__Testo__.
^^^^^^^^
Riccardo Scamarcio, come in “Magari”, qui veste i panni di un padre incompleto, assente, ma che si ritrova, in questo caso per propria volontà - e soprattutto convenienza - , a riconquistare improvvisamente la propria paternità. Lo fa con la sensibilità e la forza vitale di Guido Lombardi, che esordì con il forte “Là-bas Educazione criminale” e poi tirò fuori un’opera di genere affascinante come “Take Five”, che ha scoperto la narrativa - “Non mi avrete mai”, “Teste matte” e appunto “Il ladro di giorni” - per poi ritrovare il cinema con quest’ultimo (che ne era l’origine, visto che come soggetto vinse il Premio Solinas), nella sintesi di un percorso personale che diventa universale. Il ladro di giorni trova una felicità di racconto proprio nella sua capacità di andare alla radice di un genere, in questo caso l’on the road, innestandolo in un altro classico del cinema (e non solo), il rapporto tra padre e figlio. Si concentra, Lombardi, su Scamarcio e Zazzaro, bella alchimia e gran talento, sulla sua capacità di evocazione visiva mista a un realismo impressionista (bravissima anche la direttrice della fotografia Daria D’Antonio), finendo però, nonostante fosse già un libro, per non trovare una quadratura nella sceneggiatura, trovando un problema a rendere credibile ciò che nella parola scritta sembrava verosimile. E cadendo nel finale scontato, dove trovi un’iniziazione quasi crudele alla vita. Anzi, cruda.
^^^^^^^^
__Dati forniti__.
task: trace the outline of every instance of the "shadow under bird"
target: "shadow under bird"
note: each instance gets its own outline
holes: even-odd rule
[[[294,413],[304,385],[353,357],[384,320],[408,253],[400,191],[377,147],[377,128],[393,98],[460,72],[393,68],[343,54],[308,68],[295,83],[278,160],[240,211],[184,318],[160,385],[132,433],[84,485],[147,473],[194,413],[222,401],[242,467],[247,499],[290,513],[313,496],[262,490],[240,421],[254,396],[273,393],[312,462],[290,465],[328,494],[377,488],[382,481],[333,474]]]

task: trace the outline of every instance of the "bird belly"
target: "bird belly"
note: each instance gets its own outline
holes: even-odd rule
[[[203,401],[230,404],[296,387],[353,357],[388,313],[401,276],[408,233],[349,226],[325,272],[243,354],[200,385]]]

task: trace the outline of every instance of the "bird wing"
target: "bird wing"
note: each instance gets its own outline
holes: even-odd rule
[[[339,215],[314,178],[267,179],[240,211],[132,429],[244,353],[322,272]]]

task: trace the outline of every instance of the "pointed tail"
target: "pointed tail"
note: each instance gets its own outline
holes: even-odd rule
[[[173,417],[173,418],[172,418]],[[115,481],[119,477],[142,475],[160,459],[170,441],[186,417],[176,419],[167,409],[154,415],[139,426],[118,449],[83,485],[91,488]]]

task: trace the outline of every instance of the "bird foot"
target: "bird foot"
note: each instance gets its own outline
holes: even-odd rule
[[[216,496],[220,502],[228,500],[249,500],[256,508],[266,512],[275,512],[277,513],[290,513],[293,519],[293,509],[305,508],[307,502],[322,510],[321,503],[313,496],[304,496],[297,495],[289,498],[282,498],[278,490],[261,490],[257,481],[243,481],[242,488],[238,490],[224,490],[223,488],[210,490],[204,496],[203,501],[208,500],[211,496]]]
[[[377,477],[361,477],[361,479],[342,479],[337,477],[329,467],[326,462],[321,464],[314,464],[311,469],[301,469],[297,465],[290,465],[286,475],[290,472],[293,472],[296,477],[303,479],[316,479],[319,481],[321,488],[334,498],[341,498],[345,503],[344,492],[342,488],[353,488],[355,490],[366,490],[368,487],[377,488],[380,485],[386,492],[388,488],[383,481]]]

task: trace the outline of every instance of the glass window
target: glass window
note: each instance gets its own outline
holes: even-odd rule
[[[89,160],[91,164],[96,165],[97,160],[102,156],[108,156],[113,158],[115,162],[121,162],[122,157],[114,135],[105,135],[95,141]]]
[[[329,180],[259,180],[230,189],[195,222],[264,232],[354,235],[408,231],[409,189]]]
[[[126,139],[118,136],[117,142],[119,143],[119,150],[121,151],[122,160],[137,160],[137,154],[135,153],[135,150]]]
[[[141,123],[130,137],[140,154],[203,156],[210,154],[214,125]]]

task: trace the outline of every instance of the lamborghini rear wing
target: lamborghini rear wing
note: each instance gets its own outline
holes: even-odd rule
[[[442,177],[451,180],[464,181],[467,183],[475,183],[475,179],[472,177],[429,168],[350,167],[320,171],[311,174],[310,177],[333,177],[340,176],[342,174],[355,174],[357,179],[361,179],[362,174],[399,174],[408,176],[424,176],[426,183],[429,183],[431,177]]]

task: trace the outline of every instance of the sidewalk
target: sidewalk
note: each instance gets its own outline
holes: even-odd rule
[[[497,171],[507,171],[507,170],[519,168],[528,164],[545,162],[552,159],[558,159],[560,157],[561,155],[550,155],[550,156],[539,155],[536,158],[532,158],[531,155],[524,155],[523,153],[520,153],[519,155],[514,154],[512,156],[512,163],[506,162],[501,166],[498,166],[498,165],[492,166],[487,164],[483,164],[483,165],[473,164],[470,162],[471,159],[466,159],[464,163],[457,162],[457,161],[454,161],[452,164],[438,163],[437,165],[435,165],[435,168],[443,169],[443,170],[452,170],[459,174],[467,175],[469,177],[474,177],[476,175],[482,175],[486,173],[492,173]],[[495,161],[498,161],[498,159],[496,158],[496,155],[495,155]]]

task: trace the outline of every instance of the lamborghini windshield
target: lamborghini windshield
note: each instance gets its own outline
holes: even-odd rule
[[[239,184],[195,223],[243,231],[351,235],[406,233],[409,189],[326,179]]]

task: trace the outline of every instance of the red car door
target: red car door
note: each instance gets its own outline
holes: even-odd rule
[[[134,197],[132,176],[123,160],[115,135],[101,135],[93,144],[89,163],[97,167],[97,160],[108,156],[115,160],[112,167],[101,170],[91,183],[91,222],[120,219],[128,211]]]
^^^^^^^^
__Cosa fare__.
Secondo il testo, quale premio vinse "Il ladro di giorni" come soggetto? Le voci sono materiale a sé, separato dal testo.

__Risultato__.
Il Premio Solinas.